In the rows below, format the lines between the line containing "Question. Point out every instance of the wooden" and the line containing "Query: man's ear", inclusive, as a numbered list with blank lines omitted. Leave the pictures out.

━━━━━━━━━━━━━━━━━━━━━━━━━━━━━━

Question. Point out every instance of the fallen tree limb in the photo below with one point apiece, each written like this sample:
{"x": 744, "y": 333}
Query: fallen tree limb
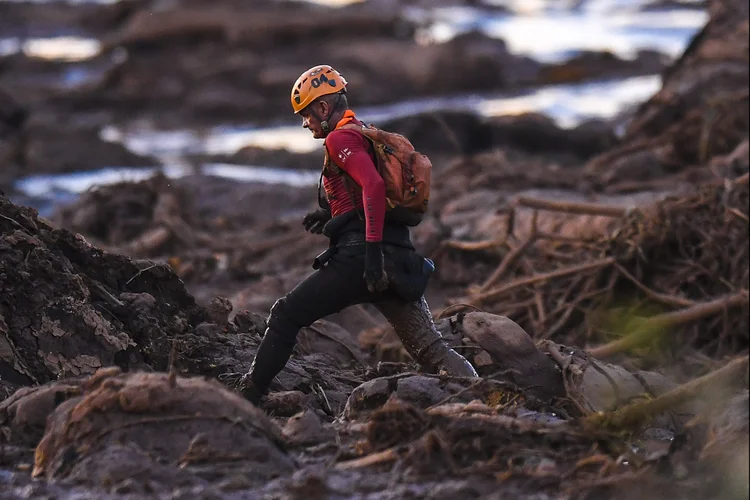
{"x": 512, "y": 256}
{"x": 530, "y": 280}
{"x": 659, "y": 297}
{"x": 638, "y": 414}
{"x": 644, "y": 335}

━━━━━━━━━━━━━━━━━━━━━━━━━━━━━━

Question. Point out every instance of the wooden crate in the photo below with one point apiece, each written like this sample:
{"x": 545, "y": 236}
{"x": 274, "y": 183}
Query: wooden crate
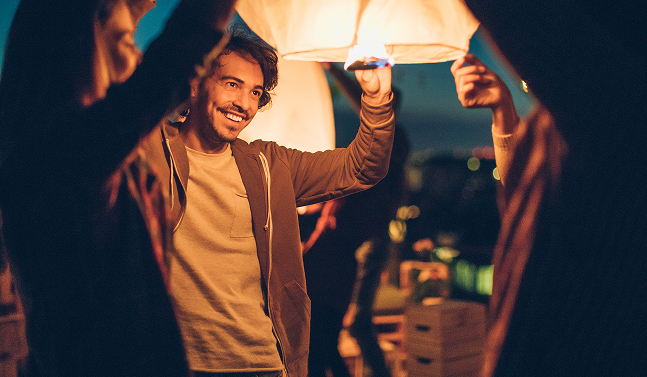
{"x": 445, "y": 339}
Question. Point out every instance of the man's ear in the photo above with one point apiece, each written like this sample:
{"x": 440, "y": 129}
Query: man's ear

━━━━━━━━━━━━━━━━━━━━━━━━━━━━━━

> [Result of this exercise]:
1. Question. Point out every instance of the wooden crate in the photo below with one point apiece, each written like this sample:
2. {"x": 545, "y": 236}
3. {"x": 274, "y": 183}
4. Query: wooden crate
5. {"x": 445, "y": 339}
6. Question. Point out every instance of the man's ear in the photo above with one point apiece, each written like this sample:
7. {"x": 440, "y": 129}
8. Query: man's ear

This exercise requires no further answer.